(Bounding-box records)
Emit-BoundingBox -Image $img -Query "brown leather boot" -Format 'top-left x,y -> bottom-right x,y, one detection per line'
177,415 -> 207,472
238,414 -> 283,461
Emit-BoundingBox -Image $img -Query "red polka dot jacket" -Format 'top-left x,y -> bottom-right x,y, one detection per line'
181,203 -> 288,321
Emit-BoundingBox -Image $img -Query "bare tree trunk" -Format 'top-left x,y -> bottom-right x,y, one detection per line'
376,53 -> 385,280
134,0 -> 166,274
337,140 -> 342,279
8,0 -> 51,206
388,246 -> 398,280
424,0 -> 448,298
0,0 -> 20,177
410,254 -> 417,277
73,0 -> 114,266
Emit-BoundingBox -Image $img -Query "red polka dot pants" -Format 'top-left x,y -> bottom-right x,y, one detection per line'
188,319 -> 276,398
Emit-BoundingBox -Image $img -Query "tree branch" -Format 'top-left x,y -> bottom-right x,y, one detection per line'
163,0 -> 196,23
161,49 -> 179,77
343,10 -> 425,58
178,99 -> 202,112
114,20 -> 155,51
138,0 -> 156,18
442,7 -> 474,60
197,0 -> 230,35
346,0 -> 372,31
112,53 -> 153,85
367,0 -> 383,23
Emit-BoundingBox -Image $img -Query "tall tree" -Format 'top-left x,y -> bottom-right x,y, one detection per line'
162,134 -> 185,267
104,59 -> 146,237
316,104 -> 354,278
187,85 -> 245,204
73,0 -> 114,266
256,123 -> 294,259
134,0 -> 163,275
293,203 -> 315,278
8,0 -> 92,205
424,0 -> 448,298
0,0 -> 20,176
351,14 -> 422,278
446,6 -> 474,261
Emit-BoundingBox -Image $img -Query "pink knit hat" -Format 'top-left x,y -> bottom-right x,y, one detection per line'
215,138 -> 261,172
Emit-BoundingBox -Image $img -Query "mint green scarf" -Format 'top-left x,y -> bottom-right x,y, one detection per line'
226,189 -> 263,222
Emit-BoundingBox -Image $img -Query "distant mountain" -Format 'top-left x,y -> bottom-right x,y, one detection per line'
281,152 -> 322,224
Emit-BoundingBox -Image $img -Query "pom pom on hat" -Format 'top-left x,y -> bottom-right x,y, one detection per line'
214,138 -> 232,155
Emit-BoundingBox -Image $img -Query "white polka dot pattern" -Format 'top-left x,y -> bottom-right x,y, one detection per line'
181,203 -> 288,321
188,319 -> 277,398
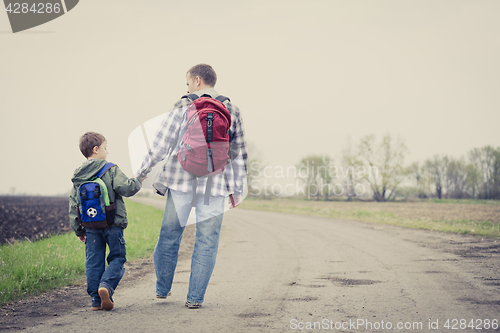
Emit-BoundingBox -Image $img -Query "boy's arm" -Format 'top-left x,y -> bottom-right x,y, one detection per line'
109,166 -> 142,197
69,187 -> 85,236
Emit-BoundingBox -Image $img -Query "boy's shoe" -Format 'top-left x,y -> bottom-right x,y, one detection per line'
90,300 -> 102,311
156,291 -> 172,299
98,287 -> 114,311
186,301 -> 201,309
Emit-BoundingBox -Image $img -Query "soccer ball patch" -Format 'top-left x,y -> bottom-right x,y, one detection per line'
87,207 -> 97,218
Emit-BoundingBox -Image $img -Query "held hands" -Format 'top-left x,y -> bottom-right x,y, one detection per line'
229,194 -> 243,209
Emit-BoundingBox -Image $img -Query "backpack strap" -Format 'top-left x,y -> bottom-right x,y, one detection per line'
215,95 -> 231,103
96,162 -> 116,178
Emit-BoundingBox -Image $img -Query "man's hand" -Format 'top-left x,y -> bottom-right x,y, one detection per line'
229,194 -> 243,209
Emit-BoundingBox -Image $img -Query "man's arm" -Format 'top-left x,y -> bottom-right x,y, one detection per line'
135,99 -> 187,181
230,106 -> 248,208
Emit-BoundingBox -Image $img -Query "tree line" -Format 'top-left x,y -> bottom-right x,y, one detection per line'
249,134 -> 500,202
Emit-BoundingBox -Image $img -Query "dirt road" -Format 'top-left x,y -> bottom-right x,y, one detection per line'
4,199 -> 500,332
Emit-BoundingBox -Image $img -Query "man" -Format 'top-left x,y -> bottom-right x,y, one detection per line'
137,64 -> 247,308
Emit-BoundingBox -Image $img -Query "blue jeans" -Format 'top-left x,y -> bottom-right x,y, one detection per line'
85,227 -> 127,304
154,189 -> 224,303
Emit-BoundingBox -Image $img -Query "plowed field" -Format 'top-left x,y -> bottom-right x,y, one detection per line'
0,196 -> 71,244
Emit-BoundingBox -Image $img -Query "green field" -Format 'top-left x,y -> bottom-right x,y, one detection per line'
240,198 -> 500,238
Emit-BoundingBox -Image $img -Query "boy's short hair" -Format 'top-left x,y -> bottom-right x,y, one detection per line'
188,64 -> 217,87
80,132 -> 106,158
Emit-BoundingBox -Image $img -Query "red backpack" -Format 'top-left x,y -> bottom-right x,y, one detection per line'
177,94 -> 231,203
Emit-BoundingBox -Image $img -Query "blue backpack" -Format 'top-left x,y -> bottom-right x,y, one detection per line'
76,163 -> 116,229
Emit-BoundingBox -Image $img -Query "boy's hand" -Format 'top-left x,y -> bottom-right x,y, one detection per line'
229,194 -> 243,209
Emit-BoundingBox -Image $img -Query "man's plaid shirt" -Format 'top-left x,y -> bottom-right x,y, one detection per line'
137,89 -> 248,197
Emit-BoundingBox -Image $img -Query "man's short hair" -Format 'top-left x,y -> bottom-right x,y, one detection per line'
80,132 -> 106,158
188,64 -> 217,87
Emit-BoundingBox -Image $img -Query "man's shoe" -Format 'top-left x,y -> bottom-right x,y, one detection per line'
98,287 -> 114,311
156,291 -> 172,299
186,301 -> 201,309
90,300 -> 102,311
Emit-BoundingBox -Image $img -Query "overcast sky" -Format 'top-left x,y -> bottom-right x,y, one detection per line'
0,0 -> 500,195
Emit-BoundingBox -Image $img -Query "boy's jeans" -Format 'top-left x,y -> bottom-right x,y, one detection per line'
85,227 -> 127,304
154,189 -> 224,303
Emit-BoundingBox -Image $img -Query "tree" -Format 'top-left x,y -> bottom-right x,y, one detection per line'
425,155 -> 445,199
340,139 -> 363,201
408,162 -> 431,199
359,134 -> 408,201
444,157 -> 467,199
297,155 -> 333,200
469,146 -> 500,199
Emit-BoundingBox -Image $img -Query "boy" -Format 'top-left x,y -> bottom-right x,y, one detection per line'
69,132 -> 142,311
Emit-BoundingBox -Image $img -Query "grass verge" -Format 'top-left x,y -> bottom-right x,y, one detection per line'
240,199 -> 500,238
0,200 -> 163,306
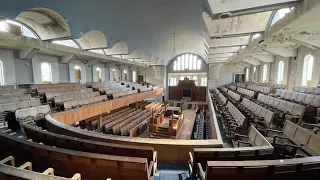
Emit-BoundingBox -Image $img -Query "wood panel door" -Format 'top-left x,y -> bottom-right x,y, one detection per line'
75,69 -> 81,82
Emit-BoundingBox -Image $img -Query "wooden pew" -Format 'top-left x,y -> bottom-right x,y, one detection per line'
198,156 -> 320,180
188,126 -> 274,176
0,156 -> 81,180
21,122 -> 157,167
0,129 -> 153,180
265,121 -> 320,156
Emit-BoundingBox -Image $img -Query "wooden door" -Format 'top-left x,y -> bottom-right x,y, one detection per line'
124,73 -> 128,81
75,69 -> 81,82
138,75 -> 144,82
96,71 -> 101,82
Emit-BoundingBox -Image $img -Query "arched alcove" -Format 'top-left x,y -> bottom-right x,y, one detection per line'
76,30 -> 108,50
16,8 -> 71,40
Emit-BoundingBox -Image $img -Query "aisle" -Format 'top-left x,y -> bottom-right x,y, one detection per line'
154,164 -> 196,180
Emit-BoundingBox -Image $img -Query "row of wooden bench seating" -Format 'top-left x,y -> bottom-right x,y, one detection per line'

---

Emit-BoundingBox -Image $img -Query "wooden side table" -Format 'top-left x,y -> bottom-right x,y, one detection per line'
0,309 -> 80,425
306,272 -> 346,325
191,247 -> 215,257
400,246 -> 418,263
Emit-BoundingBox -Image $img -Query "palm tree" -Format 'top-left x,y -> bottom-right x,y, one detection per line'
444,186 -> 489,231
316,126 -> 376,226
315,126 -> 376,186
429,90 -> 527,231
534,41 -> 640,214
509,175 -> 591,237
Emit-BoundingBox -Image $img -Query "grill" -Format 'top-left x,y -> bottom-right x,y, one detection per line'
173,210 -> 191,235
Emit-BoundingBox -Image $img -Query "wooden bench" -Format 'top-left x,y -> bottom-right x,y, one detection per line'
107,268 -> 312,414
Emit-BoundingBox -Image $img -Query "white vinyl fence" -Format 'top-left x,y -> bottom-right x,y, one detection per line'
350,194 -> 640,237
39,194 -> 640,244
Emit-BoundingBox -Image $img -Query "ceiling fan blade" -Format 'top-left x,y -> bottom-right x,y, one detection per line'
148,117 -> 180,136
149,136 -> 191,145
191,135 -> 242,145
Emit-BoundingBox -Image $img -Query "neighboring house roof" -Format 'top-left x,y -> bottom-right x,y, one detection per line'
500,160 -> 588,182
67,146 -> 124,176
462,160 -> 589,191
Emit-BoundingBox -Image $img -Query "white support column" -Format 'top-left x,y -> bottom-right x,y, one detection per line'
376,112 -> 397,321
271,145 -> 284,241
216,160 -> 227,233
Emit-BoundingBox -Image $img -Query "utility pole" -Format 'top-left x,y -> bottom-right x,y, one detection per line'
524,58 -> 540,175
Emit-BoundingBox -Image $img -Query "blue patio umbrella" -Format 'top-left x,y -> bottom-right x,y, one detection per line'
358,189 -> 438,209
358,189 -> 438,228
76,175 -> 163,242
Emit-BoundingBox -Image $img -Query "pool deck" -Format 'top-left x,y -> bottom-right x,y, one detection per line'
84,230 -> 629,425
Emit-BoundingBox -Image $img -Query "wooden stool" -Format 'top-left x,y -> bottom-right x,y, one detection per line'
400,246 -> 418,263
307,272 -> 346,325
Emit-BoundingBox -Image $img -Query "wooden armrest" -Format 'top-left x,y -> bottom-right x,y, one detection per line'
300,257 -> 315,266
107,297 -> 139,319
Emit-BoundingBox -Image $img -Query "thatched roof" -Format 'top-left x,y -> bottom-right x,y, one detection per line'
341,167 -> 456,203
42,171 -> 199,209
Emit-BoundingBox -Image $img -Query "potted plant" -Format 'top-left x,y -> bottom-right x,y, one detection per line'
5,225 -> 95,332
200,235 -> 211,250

#### [EXERCISE DIRECTIONS]
Pick out every line in the items above that contains the string "hair", and copy each of those lines.

#### [CORRECT RESULT]
Emit-BoundingBox -Image $img -Query "boy's short hair" -Format 'top-left x,y -> bottom-right x,y, one detection per line'
Emit-BoundingBox -Image $img -Query "man's short hair" -Format 'top-left x,y -> bottom-right x,y, one detection per line'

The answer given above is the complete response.